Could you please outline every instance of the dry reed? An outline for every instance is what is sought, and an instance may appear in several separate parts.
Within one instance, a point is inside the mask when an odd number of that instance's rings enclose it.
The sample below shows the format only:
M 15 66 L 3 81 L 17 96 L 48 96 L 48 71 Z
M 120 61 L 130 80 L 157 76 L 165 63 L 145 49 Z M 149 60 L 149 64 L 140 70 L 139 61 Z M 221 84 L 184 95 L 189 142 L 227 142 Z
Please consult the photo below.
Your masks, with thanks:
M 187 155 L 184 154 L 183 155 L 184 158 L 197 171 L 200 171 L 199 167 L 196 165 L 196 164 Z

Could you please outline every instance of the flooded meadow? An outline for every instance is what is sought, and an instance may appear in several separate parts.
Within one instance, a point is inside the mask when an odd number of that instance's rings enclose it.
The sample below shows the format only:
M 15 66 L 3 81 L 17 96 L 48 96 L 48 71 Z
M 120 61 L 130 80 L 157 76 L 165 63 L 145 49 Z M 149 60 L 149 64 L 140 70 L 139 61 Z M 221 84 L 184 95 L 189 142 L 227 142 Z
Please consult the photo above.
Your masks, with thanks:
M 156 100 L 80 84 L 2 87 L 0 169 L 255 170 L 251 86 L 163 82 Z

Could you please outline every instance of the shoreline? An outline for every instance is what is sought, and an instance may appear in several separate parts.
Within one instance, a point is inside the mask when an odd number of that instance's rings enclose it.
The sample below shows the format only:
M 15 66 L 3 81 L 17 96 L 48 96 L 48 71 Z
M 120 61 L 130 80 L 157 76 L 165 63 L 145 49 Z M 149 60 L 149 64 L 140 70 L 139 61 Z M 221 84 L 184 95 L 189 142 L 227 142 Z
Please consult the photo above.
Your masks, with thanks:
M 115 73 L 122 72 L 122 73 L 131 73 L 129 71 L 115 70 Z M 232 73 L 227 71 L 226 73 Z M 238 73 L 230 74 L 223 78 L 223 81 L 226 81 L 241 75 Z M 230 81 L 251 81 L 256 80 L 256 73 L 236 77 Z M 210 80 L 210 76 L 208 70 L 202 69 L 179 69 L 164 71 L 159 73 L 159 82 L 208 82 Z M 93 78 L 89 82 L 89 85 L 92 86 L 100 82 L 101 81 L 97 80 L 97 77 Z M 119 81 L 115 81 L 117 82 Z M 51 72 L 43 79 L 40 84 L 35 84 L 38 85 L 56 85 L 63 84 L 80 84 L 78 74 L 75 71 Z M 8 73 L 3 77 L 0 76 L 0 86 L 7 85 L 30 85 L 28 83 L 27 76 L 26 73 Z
◇ ◇ ◇
WHAT YOU WILL DO >> Can you reproduce all of the items above word for word and line for line, without changing anything?

THE COMPLETED TASK >>
Could you please outline every instance of the dry reed? An outline for every instance is what is sought, and an instance may appear in several separate parts.
Within one instance, a point is inside the mask when an odd number of that instance's rings enclose it.
The sample below shows the format only:
M 15 66 L 3 81 L 17 96 L 48 96 L 48 71 Z
M 120 61 L 130 80 L 157 76 L 165 63 L 145 49 Z M 149 60 L 149 64 L 140 70 L 139 61 Z M 221 84 L 184 95 L 189 142 L 227 142 Z
Please consult the photo below.
Your masks, with thanks:
M 187 155 L 184 154 L 183 155 L 184 158 L 197 171 L 200 171 L 199 167 L 196 165 L 196 164 Z

Could you please outline every instance of the flooded meadow? An outline for every instance is what is sought, and an instance may appear in several separate parts.
Within one instance, a point is inside the mask when an odd number of that instance's rings enclose it.
The sample below shows the format only:
M 15 66 L 3 81 L 17 96 L 48 96 L 48 71 Z
M 120 61 L 130 80 L 157 76 L 165 63 L 145 49 Z M 149 60 L 149 64 L 140 70 L 139 61 Z M 221 84 L 184 95 L 189 142 L 227 142 Z
Please consult the photo above.
Your masks, with thanks:
M 156 100 L 80 84 L 2 87 L 0 169 L 255 170 L 251 86 L 163 82 Z

Could you please outline every instance of the shoreline? An outline for every instance is what is sought, and an instance may appear in several separate parts.
Within one instance, a point is inside the mask when an odd number of that instance's rings enclose it.
The sample below shows the format only:
M 15 66 L 3 81 L 17 96 L 48 96 L 48 71 Z
M 120 61 L 130 80 L 157 76 L 165 63 L 145 49 Z M 149 60 L 149 64 L 140 70 L 139 61 Z M 221 84 L 184 95 L 189 142 L 227 142 Z
Please consult the photo above.
Your masks, with thanks:
M 115 73 L 122 72 L 122 73 L 131 73 L 129 71 L 115 70 Z M 232 73 L 227 71 L 226 73 Z M 238 73 L 230 74 L 223 78 L 223 81 L 226 81 L 241 75 Z M 230 81 L 251 81 L 256 80 L 256 73 L 236 77 Z M 210 80 L 210 76 L 208 70 L 202 69 L 179 69 L 164 71 L 159 73 L 159 82 L 208 82 Z M 93 78 L 89 82 L 89 85 L 92 86 L 100 82 L 101 81 L 97 80 L 97 77 Z M 119 81 L 115 81 L 117 82 Z M 51 72 L 43 79 L 40 84 L 35 84 L 38 85 L 56 85 L 63 84 L 80 84 L 78 74 L 75 71 Z M 8 73 L 3 77 L 0 76 L 0 86 L 7 85 L 30 85 L 28 83 L 27 76 L 26 73 Z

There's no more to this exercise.